Records contained in a dataset:
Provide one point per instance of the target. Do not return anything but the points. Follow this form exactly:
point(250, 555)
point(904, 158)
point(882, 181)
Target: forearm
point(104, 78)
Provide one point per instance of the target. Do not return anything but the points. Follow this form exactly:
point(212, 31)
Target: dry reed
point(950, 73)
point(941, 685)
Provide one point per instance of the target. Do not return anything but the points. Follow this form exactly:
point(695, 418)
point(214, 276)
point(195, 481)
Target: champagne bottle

* What needs to be done *
The task requires an exact transcription of all the data.

* Exercise response *
Provide one point per instance of the target. Do not return anything but the points. Follow this form exactly:
point(250, 555)
point(904, 158)
point(882, 181)
Target: forearm
point(104, 78)
Provide one point per instance of the target. Do not return anything but the points. Follow this form exactly:
point(212, 31)
Target: dry reed
point(950, 73)
point(941, 685)
Provide one point per instance of the target. Do not return anything but the points. Follow this form exactly:
point(695, 418)
point(214, 276)
point(195, 481)
Target: champagne bottle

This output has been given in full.